## WHAT TO PRODUCE
Look through the records below for the line with "Put a marker on every instance of the area" and the line with "Put a marker on every instance of the white framed", then return those lines and all lines between, exactly.
== RECORDS FOR THE EXERCISE ==
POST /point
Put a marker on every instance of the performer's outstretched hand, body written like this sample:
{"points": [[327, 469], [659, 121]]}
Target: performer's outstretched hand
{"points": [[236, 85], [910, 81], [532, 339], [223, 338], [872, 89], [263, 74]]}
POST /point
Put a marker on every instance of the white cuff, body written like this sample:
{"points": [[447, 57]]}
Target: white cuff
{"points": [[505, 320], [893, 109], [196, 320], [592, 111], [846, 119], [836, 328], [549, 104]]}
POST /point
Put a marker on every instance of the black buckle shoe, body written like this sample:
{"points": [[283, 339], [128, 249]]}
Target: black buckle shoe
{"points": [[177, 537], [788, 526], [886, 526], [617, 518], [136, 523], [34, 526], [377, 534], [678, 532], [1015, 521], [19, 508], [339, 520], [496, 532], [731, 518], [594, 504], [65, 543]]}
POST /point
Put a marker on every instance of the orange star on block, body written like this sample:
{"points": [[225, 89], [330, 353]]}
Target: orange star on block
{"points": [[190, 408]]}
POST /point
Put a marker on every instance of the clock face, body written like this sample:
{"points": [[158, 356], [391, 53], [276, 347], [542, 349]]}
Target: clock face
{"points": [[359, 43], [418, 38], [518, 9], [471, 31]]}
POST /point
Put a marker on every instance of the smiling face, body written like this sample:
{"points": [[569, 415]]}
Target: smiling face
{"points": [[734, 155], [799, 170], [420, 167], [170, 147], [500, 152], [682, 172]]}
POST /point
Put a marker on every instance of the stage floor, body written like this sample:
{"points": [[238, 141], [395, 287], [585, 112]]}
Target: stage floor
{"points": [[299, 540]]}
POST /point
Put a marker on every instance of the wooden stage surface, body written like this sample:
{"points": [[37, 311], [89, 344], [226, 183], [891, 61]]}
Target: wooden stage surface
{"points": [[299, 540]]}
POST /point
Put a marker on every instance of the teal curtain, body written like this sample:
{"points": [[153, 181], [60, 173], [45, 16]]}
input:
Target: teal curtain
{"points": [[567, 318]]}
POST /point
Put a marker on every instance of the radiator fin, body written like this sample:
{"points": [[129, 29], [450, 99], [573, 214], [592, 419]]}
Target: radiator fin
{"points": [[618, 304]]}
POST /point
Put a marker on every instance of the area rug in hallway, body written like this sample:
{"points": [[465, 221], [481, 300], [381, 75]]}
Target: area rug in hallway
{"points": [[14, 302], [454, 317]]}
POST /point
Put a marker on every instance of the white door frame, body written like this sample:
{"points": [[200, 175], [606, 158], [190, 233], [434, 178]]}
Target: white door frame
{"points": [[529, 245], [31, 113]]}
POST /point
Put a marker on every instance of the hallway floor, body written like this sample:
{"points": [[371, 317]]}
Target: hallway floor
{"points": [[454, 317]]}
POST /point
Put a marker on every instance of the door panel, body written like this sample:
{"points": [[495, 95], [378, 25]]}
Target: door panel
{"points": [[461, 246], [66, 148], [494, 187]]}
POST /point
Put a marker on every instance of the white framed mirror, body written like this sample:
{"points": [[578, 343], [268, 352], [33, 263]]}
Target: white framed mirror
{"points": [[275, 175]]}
===
## TASK OUTPUT
Put a marker on every instance of the area rug in hallway, body written like this sample:
{"points": [[465, 221], [481, 300], [381, 75]]}
Target: area rug in hallway
{"points": [[14, 302], [454, 317]]}
POST /point
Put a marker on every instance of the white door frame, body written like this sample:
{"points": [[200, 175], [606, 158], [190, 233], [434, 178]]}
Target: white door frame
{"points": [[529, 245], [31, 113]]}
POST /point
Put a marker on every instance of the hallway floor, body written like this sample:
{"points": [[371, 317]]}
Target: hallway floor
{"points": [[454, 317]]}
POST /point
Put a marker on every instance of the door panel, body written like this sample:
{"points": [[495, 95], [378, 25]]}
Target: door panel
{"points": [[461, 246], [66, 148], [494, 187]]}
POST /point
Put a marker on every instance of the white framed mirror, body written like this sample:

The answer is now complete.